● **DIRECTION**: Update the lines below by replacing "keypoint" with "marker" wherever it appears, and leave everything else unchanged.
......
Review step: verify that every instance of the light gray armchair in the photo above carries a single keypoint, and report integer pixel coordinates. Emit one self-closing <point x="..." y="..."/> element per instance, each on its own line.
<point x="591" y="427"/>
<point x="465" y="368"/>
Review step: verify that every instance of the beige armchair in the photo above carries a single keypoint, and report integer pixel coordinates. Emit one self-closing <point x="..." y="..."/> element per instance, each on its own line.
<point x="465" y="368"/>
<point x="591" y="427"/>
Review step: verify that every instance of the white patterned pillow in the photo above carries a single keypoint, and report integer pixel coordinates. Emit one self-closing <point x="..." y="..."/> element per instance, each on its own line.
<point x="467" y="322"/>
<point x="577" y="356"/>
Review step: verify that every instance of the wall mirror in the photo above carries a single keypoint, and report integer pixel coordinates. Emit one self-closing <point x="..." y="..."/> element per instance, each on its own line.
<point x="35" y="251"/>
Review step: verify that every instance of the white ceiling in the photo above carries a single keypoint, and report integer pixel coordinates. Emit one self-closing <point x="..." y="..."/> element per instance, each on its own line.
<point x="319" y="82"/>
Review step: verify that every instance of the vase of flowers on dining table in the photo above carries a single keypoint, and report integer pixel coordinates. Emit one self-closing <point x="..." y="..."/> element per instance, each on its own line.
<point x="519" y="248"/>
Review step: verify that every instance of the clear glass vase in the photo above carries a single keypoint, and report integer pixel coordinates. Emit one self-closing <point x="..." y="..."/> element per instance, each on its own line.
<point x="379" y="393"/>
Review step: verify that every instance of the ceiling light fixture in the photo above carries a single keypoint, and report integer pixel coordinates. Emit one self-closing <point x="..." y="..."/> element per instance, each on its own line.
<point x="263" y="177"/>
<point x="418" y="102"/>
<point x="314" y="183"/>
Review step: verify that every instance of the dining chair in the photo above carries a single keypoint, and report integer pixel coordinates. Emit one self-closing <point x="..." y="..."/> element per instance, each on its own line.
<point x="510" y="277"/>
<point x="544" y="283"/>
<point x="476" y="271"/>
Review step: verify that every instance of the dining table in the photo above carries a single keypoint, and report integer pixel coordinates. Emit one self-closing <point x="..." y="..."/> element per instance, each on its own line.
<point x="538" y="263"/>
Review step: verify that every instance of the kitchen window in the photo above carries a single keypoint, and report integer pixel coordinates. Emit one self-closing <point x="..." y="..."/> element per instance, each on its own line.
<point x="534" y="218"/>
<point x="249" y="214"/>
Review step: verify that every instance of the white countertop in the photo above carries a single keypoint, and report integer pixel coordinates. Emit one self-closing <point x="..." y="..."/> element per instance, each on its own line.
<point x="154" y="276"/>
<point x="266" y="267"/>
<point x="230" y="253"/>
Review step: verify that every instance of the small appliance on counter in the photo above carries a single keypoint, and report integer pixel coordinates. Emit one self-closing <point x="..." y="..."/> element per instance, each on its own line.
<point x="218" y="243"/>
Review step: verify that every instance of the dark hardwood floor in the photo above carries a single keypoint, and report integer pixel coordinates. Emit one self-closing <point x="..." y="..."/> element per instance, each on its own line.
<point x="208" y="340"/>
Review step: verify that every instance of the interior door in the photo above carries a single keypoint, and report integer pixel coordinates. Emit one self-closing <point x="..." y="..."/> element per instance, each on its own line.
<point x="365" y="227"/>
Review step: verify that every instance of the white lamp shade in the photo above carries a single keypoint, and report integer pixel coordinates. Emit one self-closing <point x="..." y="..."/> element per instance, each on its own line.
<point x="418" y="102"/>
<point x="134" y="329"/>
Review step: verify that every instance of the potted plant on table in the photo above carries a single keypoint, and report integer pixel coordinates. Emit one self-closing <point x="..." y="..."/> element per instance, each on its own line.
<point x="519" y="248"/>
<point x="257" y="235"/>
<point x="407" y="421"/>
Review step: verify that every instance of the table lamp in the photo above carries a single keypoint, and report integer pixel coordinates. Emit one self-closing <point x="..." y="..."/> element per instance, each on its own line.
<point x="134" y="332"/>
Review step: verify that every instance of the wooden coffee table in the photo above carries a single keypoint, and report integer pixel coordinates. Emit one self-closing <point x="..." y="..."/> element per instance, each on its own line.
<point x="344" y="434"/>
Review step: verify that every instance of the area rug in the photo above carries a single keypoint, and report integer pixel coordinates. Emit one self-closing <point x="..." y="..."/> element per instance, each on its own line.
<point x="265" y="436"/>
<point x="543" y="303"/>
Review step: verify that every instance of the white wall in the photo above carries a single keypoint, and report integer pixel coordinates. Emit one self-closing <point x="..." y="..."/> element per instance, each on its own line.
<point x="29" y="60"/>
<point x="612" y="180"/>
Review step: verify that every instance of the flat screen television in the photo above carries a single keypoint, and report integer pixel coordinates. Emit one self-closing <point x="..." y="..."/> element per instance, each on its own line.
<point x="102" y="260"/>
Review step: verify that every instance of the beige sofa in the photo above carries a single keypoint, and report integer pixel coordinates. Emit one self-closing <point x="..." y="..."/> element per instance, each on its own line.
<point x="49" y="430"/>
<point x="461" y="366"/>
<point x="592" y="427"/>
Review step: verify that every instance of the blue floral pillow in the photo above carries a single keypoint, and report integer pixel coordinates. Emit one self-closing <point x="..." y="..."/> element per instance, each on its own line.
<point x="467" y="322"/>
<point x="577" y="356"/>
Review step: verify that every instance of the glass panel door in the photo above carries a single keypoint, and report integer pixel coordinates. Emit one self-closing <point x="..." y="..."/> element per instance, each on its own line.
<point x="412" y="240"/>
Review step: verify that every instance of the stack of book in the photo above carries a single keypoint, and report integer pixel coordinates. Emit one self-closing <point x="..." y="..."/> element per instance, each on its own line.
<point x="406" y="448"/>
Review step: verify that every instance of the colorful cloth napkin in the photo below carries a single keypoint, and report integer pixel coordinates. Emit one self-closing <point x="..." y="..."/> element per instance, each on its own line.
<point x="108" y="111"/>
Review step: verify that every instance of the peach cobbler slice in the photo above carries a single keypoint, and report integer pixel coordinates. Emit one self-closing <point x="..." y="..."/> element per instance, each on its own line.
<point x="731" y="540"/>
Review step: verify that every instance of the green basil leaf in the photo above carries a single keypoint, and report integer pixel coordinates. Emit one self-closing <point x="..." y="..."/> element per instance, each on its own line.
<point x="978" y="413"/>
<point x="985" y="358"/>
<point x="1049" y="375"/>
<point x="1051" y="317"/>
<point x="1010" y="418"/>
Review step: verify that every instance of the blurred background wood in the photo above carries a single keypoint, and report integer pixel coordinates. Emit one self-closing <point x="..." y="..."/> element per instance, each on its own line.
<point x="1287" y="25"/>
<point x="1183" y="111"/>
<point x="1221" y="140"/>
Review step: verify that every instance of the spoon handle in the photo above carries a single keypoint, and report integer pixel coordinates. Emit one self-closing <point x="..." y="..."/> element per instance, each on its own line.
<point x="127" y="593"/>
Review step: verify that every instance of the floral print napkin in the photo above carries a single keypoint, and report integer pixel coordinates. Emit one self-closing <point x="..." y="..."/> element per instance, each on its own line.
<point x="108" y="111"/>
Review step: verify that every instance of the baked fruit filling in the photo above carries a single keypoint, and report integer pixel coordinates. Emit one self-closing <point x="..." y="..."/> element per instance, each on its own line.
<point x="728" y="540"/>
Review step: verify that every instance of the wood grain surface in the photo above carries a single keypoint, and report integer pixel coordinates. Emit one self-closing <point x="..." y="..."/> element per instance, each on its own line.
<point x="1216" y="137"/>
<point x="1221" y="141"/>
......
● **TASK OUTPUT**:
Review step: verify that every instance of the light gray armchair in the photo above carries a single marker, and report integer pixel coordinates. Emit one self-closing <point x="..." y="..."/> element per instance, each on its own line.
<point x="591" y="427"/>
<point x="465" y="368"/>
Review step: verify that every instance of the beige armchair in the photo above carries a single marker, and report integer pixel coordinates. Emit one self-closing <point x="..." y="..."/> element per instance, each on its own line.
<point x="465" y="368"/>
<point x="591" y="427"/>
Review step: verify that every instance of the white patterned pillow in the photo above carries a single marker, and report integer pixel coordinates. Emit one self-closing <point x="..." y="..."/> element per instance, each on its own line.
<point x="467" y="322"/>
<point x="577" y="356"/>
Review step: verify that every instance of the wall mirror in the photo above carries a single marker, and report integer pixel coordinates. Emit one self-closing <point x="..." y="..."/> element per instance, each on its own line.
<point x="35" y="251"/>
Review step: verify that every instance of the white ceiling in the photo above carries a single marker, and report integer pixel coordinates. Emit one self-closing <point x="..." y="..."/> element per instance, each on its own line.
<point x="319" y="82"/>
Review step: verify that every instance of the vase of flowers on dining table in the photo above carries a single marker, and report integer pixel coordinates. Emit one self-closing <point x="..." y="..."/> element per instance, each on its own line.
<point x="519" y="248"/>
Review step: verify that every instance of the clear glass vase in the photo above carries a single marker, and report integer pixel coordinates. Emit one self-closing <point x="..." y="..."/> element per instance, each on its own line.
<point x="379" y="393"/>
Review step: verify that every instance of the ceiling light fixture in the photo above carries a single marker, and report integer pixel coordinates. Emit one self-closing <point x="..." y="..."/> element per instance, each on its own line.
<point x="263" y="177"/>
<point x="418" y="102"/>
<point x="314" y="183"/>
Review step: verify that every instance of the dining chair in the photo above carries a single marker, and report integer pixel coordinates. Emit one self-closing <point x="..." y="..."/> element per instance, each on its own line.
<point x="510" y="277"/>
<point x="544" y="283"/>
<point x="476" y="271"/>
Review step: verify that every instance of the dining table in the photo above carries a single marker, and report integer pixel coordinates. Emit one self-closing <point x="..." y="..."/> element per instance, each on its own line.
<point x="538" y="263"/>
Review step: verify that every instance of the kitchen window in the photo above carries a single marker, and report integer pixel coordinates. Emit one self-closing <point x="..." y="..."/> element per instance, each on its own line.
<point x="534" y="218"/>
<point x="249" y="214"/>
Review step: verify that every instance of the white countertop in the photo above carries a single marker, and report integer pixel coordinates. Emit one self-closing <point x="..." y="..."/> element per instance, each on its own line.
<point x="154" y="276"/>
<point x="266" y="267"/>
<point x="230" y="253"/>
Review step: verify that every instance of the small appliance on counter in the photo above carries a single marker, and report integer pixel coordinates. Emit one self-closing <point x="..." y="..."/> element per instance, each on its own line.
<point x="218" y="243"/>
Review step: verify that every instance of the dark hardwood floor in the photo above carries a single marker, and report integer pixel coordinates. Emit one self-closing <point x="..." y="..."/> element per instance, each on its own line.
<point x="208" y="340"/>
Review step: verify that every instance of the interior door in the photo above carries a single marker, and report integer pixel coordinates. Emit one self-closing <point x="..." y="..."/> element per instance, each on its own line.
<point x="365" y="227"/>
Review step: verify that every instance of the white lamp shade in the photo above carries a single marker, and report integer pixel coordinates. Emit one self-closing <point x="..." y="..."/> element per instance, each on its own line.
<point x="418" y="102"/>
<point x="134" y="329"/>
Review step: verify that every instance of the potted plant on table in the photo above carries a single marker, and report integer pixel coordinates. Emit one self-closing <point x="..." y="..."/> element per instance, each on its own line.
<point x="519" y="248"/>
<point x="257" y="235"/>
<point x="407" y="421"/>
Review step: verify that every instance of the table lamp in the photo above carries a single marker, and report integer pixel coordinates. Emit one self-closing <point x="..." y="..."/> element per instance, each on its own line.
<point x="134" y="332"/>
Review step: verify that every instance of the wooden coffee table in the photo above carries a single marker, and report integer pixel coordinates. Emit one self-closing <point x="..." y="..."/> element per instance, each on its own line.
<point x="344" y="434"/>
Review step: verify that every instance of the area rug in the photo above carries a single marker, and report integer pixel coordinates. Emit one self-closing <point x="..." y="..."/> element per instance, each on its own line.
<point x="265" y="436"/>
<point x="543" y="303"/>
Review step: verify that every instance of the white wall in the photo above carries a single marker, and report integer pixel coordinates. Emit one self-closing <point x="..." y="..."/> element per instance, each on its own line.
<point x="29" y="60"/>
<point x="612" y="180"/>
Review step: verify that every instance of the flat screen television in the photo above carries a single marker, and report integer pixel coordinates. Emit one self-closing <point x="..." y="..."/> element per instance, each on its own line.
<point x="102" y="260"/>
Review step: verify that every instance of the beige sofa in the photo above carries a single marker, and report integer pixel coordinates. Emit one self-closing <point x="..." y="..."/> element per instance, each on its own line.
<point x="49" y="430"/>
<point x="461" y="366"/>
<point x="592" y="427"/>
Review step: verify that every instance of the blue floral pillow in the photo above carries a single marker, and report integer pixel coordinates. Emit one self-closing <point x="..." y="..."/> element per instance, each on its own line.
<point x="467" y="322"/>
<point x="577" y="356"/>
Review step: verify that every instance of the glass panel door in the photo above carries a single marker, and report integer pixel coordinates. Emit one self-closing <point x="..." y="..."/> element per instance, each on its own line.
<point x="412" y="240"/>
Review step: verify that every instance of the stack of book in the photo above carries a single marker, and report integer pixel coordinates. Emit one self-closing <point x="..." y="..."/> element per instance, each on its own line.
<point x="406" y="448"/>
Review step: verify that every instance of the colorful cloth napkin in the photo below carries a single marker, and report integer pixel coordinates. Emit one self-closing <point x="..." y="..."/> element per instance, each on its own line.
<point x="108" y="111"/>
Review step: verify that every instance of the peach cobbler slice in the photo above carries a single marker, and report integer pixel coordinates. Emit one self-closing <point x="..." y="..."/> element per instance, each on its own line.
<point x="731" y="540"/>
Review step: verify that every instance of the green basil leaf in the photo above carries a single marker, and report integer pixel coordinates. Emit one self-closing <point x="..." y="..."/> element per instance, each on its own line.
<point x="978" y="413"/>
<point x="985" y="358"/>
<point x="1049" y="375"/>
<point x="1051" y="317"/>
<point x="1010" y="418"/>
Review step: verify that every instance of the blurred background wood in the photo above carries a single marker, and report integer pixel coordinates. Emit one self-closing <point x="..." y="..."/> element per instance, each on its own line.
<point x="1287" y="25"/>
<point x="1183" y="111"/>
<point x="1221" y="140"/>
Review step: verify that every instance of the spoon handle in the photo above carries a single marker, and report integer pixel coordinates. Emit one self-closing <point x="..." y="..."/> element per instance, each on its own line.
<point x="127" y="593"/>
Review step: verify that every instance of the floral print napkin in the photo above carries a single marker, and report integer pixel coordinates. Emit one self-closing <point x="..." y="..."/> element per instance, each on its own line.
<point x="108" y="111"/>
Review step: verify that every instance of the baked fruit filling in the photo above carries a single marker, and report integer pixel coordinates. Emit one self-closing <point x="..." y="..."/> element per instance, each on its own line.
<point x="728" y="540"/>
Review step: verify that every instance of the wood grain surface in the photo above carries a single marker, and report integer pixel coordinates. Emit one self-closing <point x="..." y="..."/> element per instance, each on its own line.
<point x="1216" y="137"/>
<point x="1221" y="141"/>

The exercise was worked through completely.